Teks Hasil Ekstraksi>

Langkah DPR memangkas fasilitas dinilai belum menyentuh akar persoalan. Masalah utama ada pada kendali partai politik yang membelenggu parlemen. (Dok. DPR RI)

Gelombang protes publik akhirnya memaksa DPR, partai politik, dan Presiden bergerak cepat. Dalam hitungan hari, parlemen mengumumkan pemangkasan tunjangan, moratorium kunjungan kerja ke luar negeri, hingga penonaktifan sejumlah anggota. 

Ketua DPR Puan Maharani bahkan menegaskan dirinya akan memimpin langsung reformasi parlemen. 

Namun, Formappi menilai langkah-langkah itu tak lebih dari reaksi spontan untuk meredakan kemarahan publik, bukan jawaban atas akar masalah yang membuat DPR kehilangan wajah sebagai lembaga representasi rakyat.

“Komitmen hingga keputusan dari parpol, DPR, hingga presiden sejauh ini bisa kita kategorikan sebagai langkah reaktif untuk meredakan situasi,” kata peneliti Formappi, Lucius Karus.

Di balik pemangkasan tunjangan, kritik publik sesungguhnya menyasar pada problem yang jauh lebih mendasar. 

DPR dianggap sudah lama gagal menjalankan fungsi legislasi, anggaran, dan pengawasan sebagaimana mestinya. Semua fungsi itu dikooptasi oleh dominasi partai politik yang membelenggu anggota dewan.

“Tak ada sikap pribadi anggota yang bisa menghalangi keinginan partai di DPR. Jadinya sia-sia saja punya wakil dari berbagai daerah pemilihan, karena keputusan akhir tetap saja hanya ketua parpol,” ujar Lucius.

Sistem politik yang tertuang dalam UU Partai Politik, UU Pemilu, dan UU MD3 justru memperkuat cengkeraman partai atas parlemen. 

Mekanisme recall membuat anggota DPR praktis tak punya daya tawar menghadapi perintah fraksi. Yang berkuasa bukan rakyat yang memilih, melainkan elite partai yang meneken daftar caleg.

Dominasi partai semakin diperparah oleh karakter oligarkis yang enggan berubah. Parpol lebih sibuk mempertahankan kekuasaan ketimbang memperjuangkan kepentingan rakyat. 

Rekrutmen politik dikuasai segelintir elite, regenerasi ditutup rapat, sementara kader yang kritis bisa sewaktu-waktu disingkirkan.

“Masalah DPR yang kita kritik belakangan ini sesungguhnya adalah masalah ketidakpedulian parpol pada rakyat dan bangsa. Parpol tak menghendaki perubahan, tak menginginkan anggota DPR yang secara sungguh-sungguh bekerja untuk rakyat,” tegas Lucius.

Akibatnya, DPR kehilangan makna sebagai lembaga representasi rakyat. Publik hanya bisa menonton dari luar pagar Senayan, sementara kebijakan penting bangsa diputuskan di ruang sempit pengurus partai.

Petunjuk dan Ketentuan> Kembalikan tanpa perubahan bagian teks tentang DPR yang dibuka dengan kata-kata yang memuat "DPR dianggap sudah" dan ditutup dengan "membelenggu anggota dewan.". Gunakan hanya teks tentang DPR di atas sebagai sumber.

Bahan yang Disediakan>
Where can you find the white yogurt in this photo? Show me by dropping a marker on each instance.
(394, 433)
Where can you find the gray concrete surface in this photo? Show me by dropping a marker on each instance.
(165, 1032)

Jawaban Soal Ini>
DPR dianggap sudah lama gagal menjalankan fungsi legislasi, anggaran, dan pengawasan sebagaimana mestinya. Semua fungsi itu dikooptasi oleh dominasi partai politik yang membelenggu anggota dewan.